> PROBLEM DESCRIPTION
The answer required is how many lines of the following entries contain the word "every", with no other words.

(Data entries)
+ + + +
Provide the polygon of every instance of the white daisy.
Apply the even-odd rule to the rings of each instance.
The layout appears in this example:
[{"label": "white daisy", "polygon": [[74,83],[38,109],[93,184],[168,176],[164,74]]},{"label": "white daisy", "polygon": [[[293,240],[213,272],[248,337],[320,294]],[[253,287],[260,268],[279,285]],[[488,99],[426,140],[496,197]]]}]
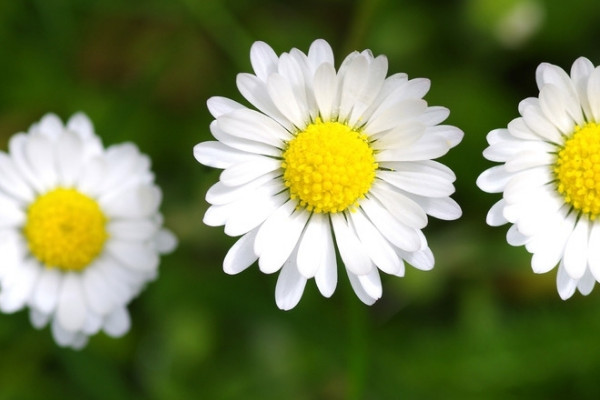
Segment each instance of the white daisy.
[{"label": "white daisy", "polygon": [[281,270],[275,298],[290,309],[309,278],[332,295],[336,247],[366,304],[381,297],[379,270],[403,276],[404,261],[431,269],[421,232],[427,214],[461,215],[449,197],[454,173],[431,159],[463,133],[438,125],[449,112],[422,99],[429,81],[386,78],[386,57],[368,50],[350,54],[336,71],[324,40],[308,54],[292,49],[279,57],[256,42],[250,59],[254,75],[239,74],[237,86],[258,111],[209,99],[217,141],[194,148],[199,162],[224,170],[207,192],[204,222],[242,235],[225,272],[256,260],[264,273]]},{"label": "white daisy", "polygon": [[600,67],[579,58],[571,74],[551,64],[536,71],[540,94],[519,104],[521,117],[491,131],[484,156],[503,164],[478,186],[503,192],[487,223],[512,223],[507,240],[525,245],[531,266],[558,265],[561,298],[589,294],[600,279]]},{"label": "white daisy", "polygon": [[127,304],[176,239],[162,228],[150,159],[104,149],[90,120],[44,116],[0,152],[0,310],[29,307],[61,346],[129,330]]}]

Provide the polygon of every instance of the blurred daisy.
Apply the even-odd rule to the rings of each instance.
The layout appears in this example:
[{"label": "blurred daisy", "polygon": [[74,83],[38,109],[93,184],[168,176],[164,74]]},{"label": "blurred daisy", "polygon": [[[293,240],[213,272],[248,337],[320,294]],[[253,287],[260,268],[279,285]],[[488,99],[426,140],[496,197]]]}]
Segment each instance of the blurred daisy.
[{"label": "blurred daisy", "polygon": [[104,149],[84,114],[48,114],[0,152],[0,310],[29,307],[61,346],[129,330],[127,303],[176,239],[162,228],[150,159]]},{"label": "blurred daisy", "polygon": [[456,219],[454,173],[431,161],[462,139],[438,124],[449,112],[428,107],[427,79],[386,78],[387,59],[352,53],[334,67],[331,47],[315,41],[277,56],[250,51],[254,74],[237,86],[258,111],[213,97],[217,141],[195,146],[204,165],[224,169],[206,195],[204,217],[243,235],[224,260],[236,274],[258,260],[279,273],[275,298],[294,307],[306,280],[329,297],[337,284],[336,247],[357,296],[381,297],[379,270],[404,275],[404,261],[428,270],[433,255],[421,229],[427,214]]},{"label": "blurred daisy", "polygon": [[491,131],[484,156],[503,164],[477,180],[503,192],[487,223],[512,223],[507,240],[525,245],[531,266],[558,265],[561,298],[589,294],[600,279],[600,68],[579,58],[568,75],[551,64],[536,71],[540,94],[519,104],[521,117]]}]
+ + + +
> YOUR SOLUTION
2